DOCUMENT SECTION:
============

Nonetheless, this general power is constrained by the obligation to avoid circumventing the powers given exclusively to the Security Council and denied to the General Assembly. In particular, the Security Council has exclusive powers to decide what measures are to be employed to maintain or restore international peace and security [Chapter VII, Charter of the United Nation].
The General Assembly, either on its own or in combination with the International Court of Justice, cannot decide what measures are to be employed to maintain or restore international peace and security. Any attempt to do so would be a perversion of the United Nations system. Yet, that is exactly what this advisory opinion seeks to do -- to circumvent the exclusive powers of the Security Council to decide what measures are to be employed to maintain or restore international peace and security in the Middle East.
In order to consider this issue, one has to consider what the answer might be to the question that was asked. The South West Africa advisory opinion of 1971 is a guide. In the 1971 South West Africa advisory opinion, the Court was asked "What are the legal consequences for States of the continued presence of South Africa in Namibia notwithstanding Security Council resolution 276(1970)?" In form, the question asked there and here is similar, a question of legal consequences.

============

INFORMATION SUPPLIED:
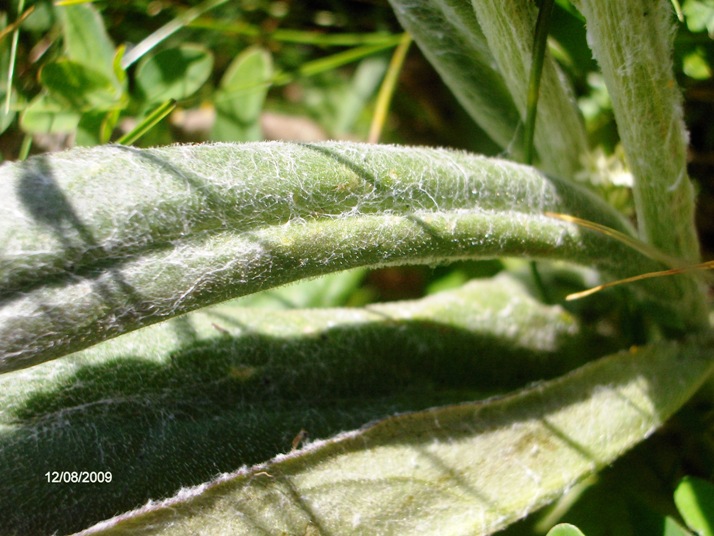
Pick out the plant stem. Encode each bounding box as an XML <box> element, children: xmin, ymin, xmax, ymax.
<box><xmin>574</xmin><ymin>0</ymin><xmax>708</xmax><ymax>329</ymax></box>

============

TO DO: Could you restate the part of the passage on Security Council powers that opens with the words containing "Nonetheless, this general" and closes with "the Middle East.", substituting "Assembly" for "General Assembly"? The data plays no part in this.

RESPONSE:
Nonetheless, this general power is constrained by the obligation to avoid circumventing the powers given exclusively to the Security Council and denied to the Assembly. In particular, the Security Council has exclusive powers to decide what measures are to be employed to maintain or restore international peace and security [Chapter VII, Charter of the United Nation].
The Assembly, either on its own or in combination with the International Court of Justice, cannot decide what measures are to be employed to maintain or restore international peace and security. Any attempt to do so would be a perversion of the United Nations system. Yet, that is exactly what this advisory opinion seeks to do -- to circumvent the exclusive powers of the Security Council to decide what measures are to be employed to maintain or restore international peace and security in the Middle East.